**Passage shown**.
====

# Air conditioning on a small sailboat



## Essemm65 (Mar 14, 2012)

Hello All -

My girlfriend is asthmatic and it gets awfully muggy here in Toronto. I'm getting either a Nonsuch 22 or another vessel in the 25' - 27' range and want to instal a proper A/C unit that runs off dockside 110 volts (not DC off battery) BUT...
ideally don't want it seawater cooled (cuz I HATE making holes in the hull - the less the better). I've owned a Cruisair drop-in-the-hatch (heavy, noisy, crafty, ugly but BOY will it freeze you out !!) and don't want that again. 

Any thoughts ?? Any input would be appreciated.

Thanks


----------



## Lake Superior Sailor (Aug 23, 2011)

Do you really need the cooling or could you just filter the air?..Dale


----------



## Essemm65 (Mar 14, 2012)

Thanks, Dale.

I DO need the cooling - (but not the FREEZING).

Cheers


----------



## Lake Superior Sailor (Aug 23, 2011)

Keep air conditioner on dock & pipe it in? ...Dale


----------



## deniseO30 (Nov 27, 2006)

All proper Marine units use sea water for cooling. A free standing portable unit that uses a vent tube would be a good choice. 
"portable ac units" - Walmart.com


----------



## WouldaShoulda (Oct 7, 2008)

====

**Supplied data**.
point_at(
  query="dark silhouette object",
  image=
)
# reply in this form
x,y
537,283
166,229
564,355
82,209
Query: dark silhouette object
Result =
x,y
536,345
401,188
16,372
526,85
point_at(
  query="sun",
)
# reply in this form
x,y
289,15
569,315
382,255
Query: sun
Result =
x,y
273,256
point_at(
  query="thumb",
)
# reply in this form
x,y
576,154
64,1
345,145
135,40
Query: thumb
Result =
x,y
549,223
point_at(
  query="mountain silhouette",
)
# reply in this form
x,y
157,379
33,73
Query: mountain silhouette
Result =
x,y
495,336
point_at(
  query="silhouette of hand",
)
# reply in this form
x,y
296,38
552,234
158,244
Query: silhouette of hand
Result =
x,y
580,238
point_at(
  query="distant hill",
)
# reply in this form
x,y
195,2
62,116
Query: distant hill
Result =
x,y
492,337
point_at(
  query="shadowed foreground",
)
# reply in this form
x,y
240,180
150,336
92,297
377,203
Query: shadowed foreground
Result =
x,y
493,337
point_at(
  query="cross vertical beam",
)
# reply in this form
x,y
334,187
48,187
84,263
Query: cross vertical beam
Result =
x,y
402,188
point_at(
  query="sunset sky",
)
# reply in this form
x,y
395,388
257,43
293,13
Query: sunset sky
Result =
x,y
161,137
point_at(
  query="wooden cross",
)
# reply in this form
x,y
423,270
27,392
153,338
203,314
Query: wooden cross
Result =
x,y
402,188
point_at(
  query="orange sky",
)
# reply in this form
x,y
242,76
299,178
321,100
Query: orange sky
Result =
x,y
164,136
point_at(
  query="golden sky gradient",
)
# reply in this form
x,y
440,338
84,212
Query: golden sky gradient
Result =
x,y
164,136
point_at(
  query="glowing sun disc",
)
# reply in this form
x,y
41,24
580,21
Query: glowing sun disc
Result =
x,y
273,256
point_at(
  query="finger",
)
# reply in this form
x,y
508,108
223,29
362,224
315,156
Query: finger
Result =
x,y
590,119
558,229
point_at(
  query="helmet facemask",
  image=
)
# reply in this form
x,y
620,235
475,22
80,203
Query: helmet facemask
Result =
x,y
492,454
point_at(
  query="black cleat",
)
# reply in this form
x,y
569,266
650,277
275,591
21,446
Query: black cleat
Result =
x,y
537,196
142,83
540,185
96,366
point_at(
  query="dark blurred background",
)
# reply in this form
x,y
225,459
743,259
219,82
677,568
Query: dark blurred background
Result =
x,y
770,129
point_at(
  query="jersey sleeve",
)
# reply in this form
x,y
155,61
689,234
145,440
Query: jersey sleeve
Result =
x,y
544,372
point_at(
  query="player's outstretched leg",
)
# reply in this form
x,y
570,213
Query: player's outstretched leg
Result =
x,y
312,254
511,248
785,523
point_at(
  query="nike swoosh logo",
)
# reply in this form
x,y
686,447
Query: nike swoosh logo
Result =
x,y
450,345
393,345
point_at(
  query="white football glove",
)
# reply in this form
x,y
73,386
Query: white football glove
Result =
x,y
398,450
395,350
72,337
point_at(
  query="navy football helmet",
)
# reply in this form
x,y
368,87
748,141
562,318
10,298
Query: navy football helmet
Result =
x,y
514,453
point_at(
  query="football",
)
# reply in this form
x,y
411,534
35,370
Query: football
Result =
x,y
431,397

====

**To be done**.
Answer these questions about the sailboat air conditioning thread.
1. Which city does the opening post say gets muggy?
2. What power source should the air conditioner run off, according to the opening post?
3. What does deniseO30 say all proper marine units use for cooling?
Answer using only the text.

**Full solution**.
1. Toronto.
2. Dockside 110 volts, not DC off battery.
3. Sea water.